#### [What is expected]
In your copy, the records appear word for word and the pictures do not appear at all.

(Photo-based referring expression data)
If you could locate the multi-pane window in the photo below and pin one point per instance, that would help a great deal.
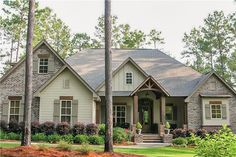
(14, 110)
(216, 111)
(129, 78)
(43, 65)
(66, 109)
(119, 112)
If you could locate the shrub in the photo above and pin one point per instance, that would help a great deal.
(119, 135)
(78, 128)
(80, 139)
(63, 128)
(63, 145)
(92, 129)
(96, 140)
(180, 141)
(220, 144)
(68, 138)
(48, 128)
(13, 127)
(3, 125)
(35, 127)
(13, 136)
(39, 137)
(101, 128)
(85, 149)
(201, 133)
(54, 138)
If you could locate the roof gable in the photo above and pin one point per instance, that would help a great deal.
(40, 44)
(204, 80)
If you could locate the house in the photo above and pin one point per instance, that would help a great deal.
(149, 87)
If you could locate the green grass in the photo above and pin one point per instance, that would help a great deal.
(149, 152)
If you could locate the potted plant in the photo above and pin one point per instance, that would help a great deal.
(167, 128)
(138, 128)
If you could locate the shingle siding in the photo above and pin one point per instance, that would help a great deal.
(13, 85)
(195, 106)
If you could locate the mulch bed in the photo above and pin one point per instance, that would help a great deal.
(34, 151)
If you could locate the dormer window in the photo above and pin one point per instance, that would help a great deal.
(43, 65)
(129, 78)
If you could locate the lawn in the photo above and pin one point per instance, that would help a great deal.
(149, 152)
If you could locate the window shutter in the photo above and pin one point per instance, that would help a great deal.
(224, 111)
(51, 65)
(207, 111)
(5, 109)
(56, 111)
(74, 111)
(21, 111)
(35, 66)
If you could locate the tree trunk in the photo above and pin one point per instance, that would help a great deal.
(26, 135)
(108, 79)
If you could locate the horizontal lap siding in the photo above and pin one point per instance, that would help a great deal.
(77, 90)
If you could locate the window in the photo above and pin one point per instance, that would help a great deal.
(14, 110)
(119, 114)
(66, 109)
(43, 65)
(129, 78)
(216, 111)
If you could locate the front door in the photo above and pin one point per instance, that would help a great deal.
(145, 114)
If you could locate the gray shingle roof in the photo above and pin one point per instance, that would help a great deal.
(174, 76)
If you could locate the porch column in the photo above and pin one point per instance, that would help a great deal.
(135, 109)
(163, 110)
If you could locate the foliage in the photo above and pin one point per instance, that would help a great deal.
(39, 137)
(101, 128)
(212, 45)
(80, 139)
(47, 127)
(3, 125)
(13, 136)
(167, 125)
(78, 128)
(96, 140)
(65, 146)
(138, 126)
(221, 144)
(119, 135)
(54, 138)
(63, 128)
(35, 127)
(91, 129)
(68, 138)
(85, 148)
(13, 126)
(180, 141)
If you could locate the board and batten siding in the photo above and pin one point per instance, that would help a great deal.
(119, 79)
(76, 89)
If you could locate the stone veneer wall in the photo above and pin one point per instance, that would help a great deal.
(14, 84)
(195, 106)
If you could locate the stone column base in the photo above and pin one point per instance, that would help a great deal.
(167, 138)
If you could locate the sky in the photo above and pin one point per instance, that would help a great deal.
(172, 17)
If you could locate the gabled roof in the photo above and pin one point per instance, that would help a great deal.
(175, 77)
(128, 60)
(204, 79)
(43, 42)
(150, 78)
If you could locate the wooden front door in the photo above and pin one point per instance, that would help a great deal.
(146, 114)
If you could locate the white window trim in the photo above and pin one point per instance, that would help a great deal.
(131, 79)
(116, 112)
(9, 108)
(70, 113)
(220, 111)
(39, 66)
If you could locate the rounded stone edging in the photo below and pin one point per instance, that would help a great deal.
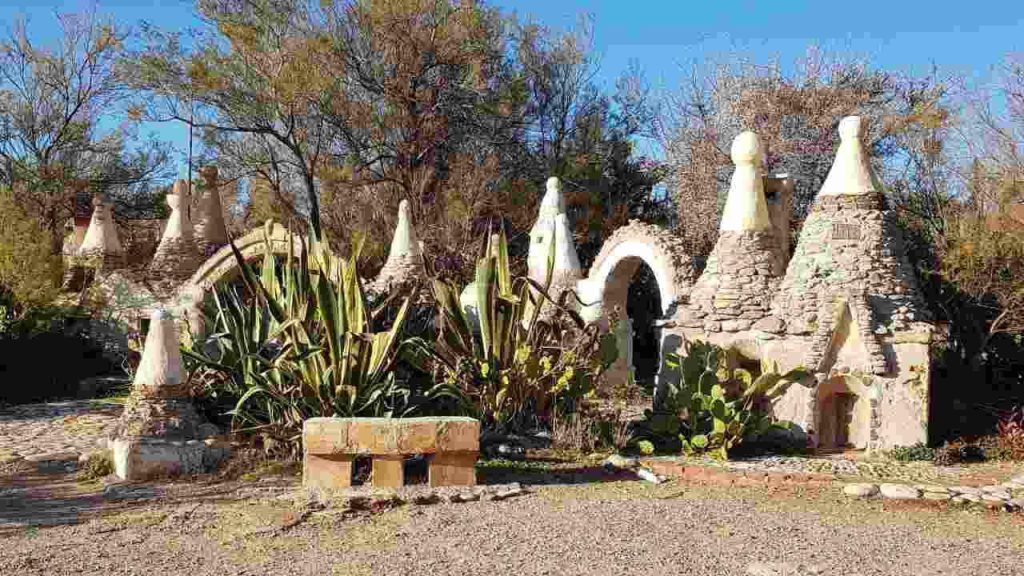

#### [Response to the task]
If you could locate the multi-pane window in the photo below and pin one point per instance, that would help a great deal.
(14, 110)
(216, 111)
(129, 78)
(43, 65)
(66, 109)
(119, 112)
If you could locate the shrub in the photo above and pin one point per instance, that would help a great deal.
(119, 135)
(78, 128)
(80, 139)
(63, 128)
(63, 145)
(92, 129)
(96, 140)
(180, 141)
(220, 144)
(68, 138)
(48, 128)
(13, 127)
(3, 125)
(35, 127)
(13, 136)
(39, 137)
(101, 128)
(85, 149)
(201, 133)
(54, 138)
If you could locate the roof gable in the photo above and pin one point per instance, that would help a great deal.
(40, 44)
(204, 80)
If you could locate the house in the photo above and pin one point per instance, that would help a great deal.
(149, 87)
If you could locate the green grass in the photo above and pin one point per instance, that would help a great deal.
(149, 152)
If you could locate the potted plant in the photo above and pin one point per instance, that would help a great deal.
(167, 128)
(138, 128)
If you could locate the shingle siding in the photo above and pin one point per instance, that would help a great deal.
(13, 85)
(195, 106)
If you could locate the mulch bed in the photo above and pin one point per instance, that would help a great deal.
(34, 151)
If you could locate the dormer window in the photo above and pin one point per instance, that would help a great deal.
(43, 65)
(129, 78)
If you could locate the lawn in the photo above and pin one point per instance, that would help a great deal.
(149, 152)
If you could locate the window shutter in the photo above and pin one point per instance, that would help a great deal.
(224, 111)
(51, 65)
(207, 111)
(5, 109)
(56, 111)
(74, 111)
(21, 111)
(35, 66)
If you could locate the tree trunk in the photo above and pin one point per instance, that would help a great deal.
(26, 135)
(108, 79)
If you could locate the horizontal lap siding in the photo above and pin one point per instance, that would help a great deal.
(77, 90)
If you could locate the window in the photo above and pin one point per instance, that would help a great deal.
(14, 110)
(119, 114)
(66, 109)
(43, 65)
(129, 78)
(216, 111)
If you could locate the front door in the photo above and pin one point per instance, that would help a great deal.
(145, 114)
If you could locate the gray shingle roof in the photo above and pin one point per instance, that would help a great deal.
(174, 76)
If you could locate the porch column in the photo above and pin one point per instance, that would help a great deal.
(135, 109)
(163, 110)
If you could locate the foliage in the photo above and pin one point per instance, that would help a great deal.
(39, 137)
(101, 128)
(212, 45)
(80, 139)
(47, 127)
(3, 125)
(13, 136)
(167, 125)
(78, 128)
(96, 140)
(65, 146)
(138, 126)
(221, 144)
(119, 135)
(54, 138)
(63, 128)
(35, 127)
(91, 129)
(68, 138)
(85, 148)
(13, 126)
(180, 141)
If you could locate the board and batten siding in the photo above and pin one point per instance, that would help a great deal.
(119, 79)
(76, 89)
If you could locate the stone veneer wall in the photo above and pin one point per instance, that would help a great deal.
(14, 84)
(195, 106)
If you could locate the stone column base in the photo above and pin one point per instance, that would help a great deal.
(167, 138)
If you could locate the sky in the photo above and pin one point per instance, that would help a great deal.
(172, 17)
If you could locate the gabled roof in the photo above and pin one point per instance, that would help a great deal.
(175, 77)
(128, 60)
(204, 79)
(43, 42)
(150, 78)
If you could locate the wooden front door in the photo above and pin one point per instance, that would help a great deal.
(146, 114)
If you could locate the white window trim in the photo above and pin one point per instance, that would help a great deal.
(131, 79)
(116, 112)
(9, 108)
(70, 113)
(220, 111)
(39, 66)
If you could locate the rounded stone edging in the photo below and pin one point per instance, that would help a great deal.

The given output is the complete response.